▸ WHAT YOU HAVE TO DO
Report each line of the listing below that contains the word "knitted", reproducing every such line in full.

Excerpts from a location annotation dataset:

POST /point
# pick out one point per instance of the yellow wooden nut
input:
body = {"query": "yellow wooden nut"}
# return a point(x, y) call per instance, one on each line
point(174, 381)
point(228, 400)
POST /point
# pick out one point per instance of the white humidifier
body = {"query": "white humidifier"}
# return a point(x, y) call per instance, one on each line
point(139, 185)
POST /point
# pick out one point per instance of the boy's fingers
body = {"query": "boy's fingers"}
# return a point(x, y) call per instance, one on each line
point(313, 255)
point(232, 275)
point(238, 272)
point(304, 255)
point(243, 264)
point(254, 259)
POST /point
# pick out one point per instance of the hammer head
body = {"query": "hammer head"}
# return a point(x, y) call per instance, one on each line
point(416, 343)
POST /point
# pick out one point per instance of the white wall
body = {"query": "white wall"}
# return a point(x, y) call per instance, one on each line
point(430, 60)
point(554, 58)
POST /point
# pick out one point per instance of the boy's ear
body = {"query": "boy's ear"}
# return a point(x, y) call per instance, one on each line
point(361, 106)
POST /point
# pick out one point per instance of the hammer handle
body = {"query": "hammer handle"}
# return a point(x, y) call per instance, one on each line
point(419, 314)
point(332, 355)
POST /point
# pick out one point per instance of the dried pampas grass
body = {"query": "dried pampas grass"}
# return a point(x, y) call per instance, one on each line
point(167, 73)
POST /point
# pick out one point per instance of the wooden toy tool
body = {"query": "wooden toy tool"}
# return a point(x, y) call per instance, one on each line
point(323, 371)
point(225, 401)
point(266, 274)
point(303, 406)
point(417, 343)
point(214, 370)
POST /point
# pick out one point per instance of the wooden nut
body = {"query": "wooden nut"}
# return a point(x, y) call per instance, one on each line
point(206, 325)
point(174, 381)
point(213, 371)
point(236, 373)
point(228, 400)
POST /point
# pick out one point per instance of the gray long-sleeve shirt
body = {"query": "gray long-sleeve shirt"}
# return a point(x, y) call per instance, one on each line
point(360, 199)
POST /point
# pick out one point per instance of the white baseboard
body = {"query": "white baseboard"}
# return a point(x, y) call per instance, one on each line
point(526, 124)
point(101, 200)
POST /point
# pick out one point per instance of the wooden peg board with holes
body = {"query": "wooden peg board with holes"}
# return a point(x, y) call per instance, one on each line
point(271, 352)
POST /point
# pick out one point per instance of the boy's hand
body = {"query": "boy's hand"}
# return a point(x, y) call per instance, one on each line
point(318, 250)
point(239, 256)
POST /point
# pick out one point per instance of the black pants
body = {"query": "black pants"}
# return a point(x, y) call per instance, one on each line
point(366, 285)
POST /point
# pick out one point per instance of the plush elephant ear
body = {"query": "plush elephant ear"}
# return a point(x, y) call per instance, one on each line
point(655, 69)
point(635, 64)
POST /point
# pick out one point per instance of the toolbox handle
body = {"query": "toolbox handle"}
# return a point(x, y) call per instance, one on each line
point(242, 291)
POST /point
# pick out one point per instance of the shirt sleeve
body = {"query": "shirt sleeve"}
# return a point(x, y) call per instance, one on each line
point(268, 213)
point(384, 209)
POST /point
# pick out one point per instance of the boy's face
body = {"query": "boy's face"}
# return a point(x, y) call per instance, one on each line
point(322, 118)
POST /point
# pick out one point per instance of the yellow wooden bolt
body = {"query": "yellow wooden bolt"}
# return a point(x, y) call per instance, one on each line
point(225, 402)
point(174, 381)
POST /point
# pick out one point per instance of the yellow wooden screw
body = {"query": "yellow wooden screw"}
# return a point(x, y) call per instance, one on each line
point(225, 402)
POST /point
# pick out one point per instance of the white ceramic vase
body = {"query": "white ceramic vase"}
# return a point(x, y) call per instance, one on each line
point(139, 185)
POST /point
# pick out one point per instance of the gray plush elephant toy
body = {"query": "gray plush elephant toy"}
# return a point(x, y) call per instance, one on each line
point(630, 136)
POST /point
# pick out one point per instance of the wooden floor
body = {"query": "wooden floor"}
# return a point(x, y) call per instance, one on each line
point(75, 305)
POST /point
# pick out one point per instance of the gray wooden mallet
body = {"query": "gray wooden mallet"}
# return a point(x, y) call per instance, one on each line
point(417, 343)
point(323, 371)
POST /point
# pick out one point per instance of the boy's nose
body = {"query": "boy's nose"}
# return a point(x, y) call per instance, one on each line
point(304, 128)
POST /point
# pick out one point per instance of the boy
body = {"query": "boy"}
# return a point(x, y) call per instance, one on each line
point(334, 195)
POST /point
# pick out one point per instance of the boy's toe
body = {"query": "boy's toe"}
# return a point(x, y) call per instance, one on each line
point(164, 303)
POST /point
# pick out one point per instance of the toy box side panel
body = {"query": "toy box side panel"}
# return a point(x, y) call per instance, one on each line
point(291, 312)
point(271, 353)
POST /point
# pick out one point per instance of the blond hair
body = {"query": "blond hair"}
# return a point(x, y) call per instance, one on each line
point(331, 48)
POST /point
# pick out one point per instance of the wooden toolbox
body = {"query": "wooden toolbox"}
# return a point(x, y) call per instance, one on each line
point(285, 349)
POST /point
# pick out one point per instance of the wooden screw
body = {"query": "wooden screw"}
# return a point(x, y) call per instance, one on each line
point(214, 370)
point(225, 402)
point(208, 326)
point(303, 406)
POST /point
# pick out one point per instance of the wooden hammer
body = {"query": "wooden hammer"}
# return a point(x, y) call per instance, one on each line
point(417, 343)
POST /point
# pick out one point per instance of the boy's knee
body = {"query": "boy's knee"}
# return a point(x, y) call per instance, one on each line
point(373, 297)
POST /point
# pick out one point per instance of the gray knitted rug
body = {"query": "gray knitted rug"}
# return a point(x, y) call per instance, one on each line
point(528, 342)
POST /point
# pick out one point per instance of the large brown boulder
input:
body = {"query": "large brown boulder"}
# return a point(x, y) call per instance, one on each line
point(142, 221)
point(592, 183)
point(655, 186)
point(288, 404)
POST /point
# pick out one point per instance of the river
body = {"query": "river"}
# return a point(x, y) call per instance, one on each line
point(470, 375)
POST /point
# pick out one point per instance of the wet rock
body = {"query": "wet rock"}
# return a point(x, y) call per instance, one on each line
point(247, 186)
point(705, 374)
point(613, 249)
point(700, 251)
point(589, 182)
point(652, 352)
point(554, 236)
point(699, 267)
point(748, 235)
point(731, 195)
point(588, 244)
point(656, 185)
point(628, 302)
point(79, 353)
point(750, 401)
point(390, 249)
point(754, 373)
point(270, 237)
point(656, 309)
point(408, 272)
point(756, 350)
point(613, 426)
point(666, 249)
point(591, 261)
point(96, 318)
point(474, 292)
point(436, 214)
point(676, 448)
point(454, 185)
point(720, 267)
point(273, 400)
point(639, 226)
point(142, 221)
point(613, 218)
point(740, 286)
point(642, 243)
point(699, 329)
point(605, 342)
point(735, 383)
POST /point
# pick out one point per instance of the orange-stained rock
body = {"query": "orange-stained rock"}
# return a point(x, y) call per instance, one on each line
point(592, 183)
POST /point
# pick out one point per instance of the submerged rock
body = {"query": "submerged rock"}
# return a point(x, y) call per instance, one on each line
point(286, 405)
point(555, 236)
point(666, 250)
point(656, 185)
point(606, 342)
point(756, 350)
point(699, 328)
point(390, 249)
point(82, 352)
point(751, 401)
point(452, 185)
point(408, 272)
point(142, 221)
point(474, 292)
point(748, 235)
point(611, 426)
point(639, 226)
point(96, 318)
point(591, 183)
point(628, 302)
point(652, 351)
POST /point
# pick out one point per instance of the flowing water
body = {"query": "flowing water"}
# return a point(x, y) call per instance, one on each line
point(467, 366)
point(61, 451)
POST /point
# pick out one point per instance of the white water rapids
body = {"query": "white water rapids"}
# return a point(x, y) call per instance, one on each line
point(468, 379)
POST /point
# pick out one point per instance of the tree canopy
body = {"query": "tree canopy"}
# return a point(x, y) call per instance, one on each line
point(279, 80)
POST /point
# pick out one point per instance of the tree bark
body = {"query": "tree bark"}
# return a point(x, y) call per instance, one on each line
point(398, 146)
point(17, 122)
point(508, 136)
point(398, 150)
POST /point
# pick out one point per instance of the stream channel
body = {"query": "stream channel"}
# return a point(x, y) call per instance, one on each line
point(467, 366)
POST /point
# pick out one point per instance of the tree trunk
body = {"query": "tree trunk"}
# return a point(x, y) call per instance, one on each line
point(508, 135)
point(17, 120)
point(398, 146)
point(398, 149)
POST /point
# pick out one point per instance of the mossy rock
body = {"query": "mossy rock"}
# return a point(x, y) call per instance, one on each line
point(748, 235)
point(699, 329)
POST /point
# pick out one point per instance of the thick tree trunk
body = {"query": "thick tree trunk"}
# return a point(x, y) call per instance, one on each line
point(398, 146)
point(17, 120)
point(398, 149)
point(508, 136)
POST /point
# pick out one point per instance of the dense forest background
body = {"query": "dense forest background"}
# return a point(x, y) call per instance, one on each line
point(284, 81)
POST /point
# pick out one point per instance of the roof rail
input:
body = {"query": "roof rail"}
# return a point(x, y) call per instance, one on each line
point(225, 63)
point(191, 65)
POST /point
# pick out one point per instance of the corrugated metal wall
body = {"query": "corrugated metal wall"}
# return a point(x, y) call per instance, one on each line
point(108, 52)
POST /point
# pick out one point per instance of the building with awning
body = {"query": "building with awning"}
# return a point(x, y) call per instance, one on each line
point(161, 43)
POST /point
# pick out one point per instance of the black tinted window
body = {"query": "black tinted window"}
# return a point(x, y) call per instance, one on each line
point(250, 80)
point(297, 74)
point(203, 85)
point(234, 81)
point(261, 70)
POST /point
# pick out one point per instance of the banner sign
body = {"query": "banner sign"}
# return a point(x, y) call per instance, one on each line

▸ THE SOLUTION
# pick out one point per instance of the gray knitted rug
body = {"query": "gray knitted rug"}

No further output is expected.